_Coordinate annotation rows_
[start]

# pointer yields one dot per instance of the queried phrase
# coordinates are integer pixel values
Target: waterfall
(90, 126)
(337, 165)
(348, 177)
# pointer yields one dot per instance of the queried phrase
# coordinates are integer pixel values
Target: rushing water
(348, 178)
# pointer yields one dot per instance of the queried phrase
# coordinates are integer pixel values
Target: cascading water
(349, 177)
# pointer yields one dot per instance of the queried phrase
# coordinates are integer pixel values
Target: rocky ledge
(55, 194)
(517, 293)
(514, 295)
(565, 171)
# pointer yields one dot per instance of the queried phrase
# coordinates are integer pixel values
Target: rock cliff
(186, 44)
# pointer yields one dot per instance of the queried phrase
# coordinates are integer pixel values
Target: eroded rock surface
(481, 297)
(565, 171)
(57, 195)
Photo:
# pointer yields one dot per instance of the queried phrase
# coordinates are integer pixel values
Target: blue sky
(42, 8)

[end]

_Work instructions_
Reproduce all of the rows above verbatim, line for line, changing nothing.

_Solution for this problem_
# pointer yields one dot per instance of the queried phrase
# coordinates are integer pixel values
Target: waterfall
(90, 126)
(337, 165)
(348, 177)
# pointer yields one dot per instance of the queried phrase
# coordinates are integer pixel values
Target: rushing water
(348, 178)
# pointer yields one dot per instance of the queried phrase
# coordinates are integer pixel values
Target: cascading water
(349, 177)
# pointer yields one dot per instance of the queried phrase
# coordinates are integer pixel values
Target: rocky ledge
(55, 194)
(517, 293)
(514, 295)
(565, 171)
# pointer yields one dot per instance of the queried phrase
# coordinates are integer pixel values
Target: rock cliff
(186, 44)
# pointer yields one dot per instance of the queried phrase
# coordinates are integer pixel values
Target: eroded rock surface
(481, 297)
(565, 171)
(57, 195)
Photo:
# pointer yields one dot per instance of the queried phrase
# coordinates are integer pixel values
Target: blue sky
(42, 8)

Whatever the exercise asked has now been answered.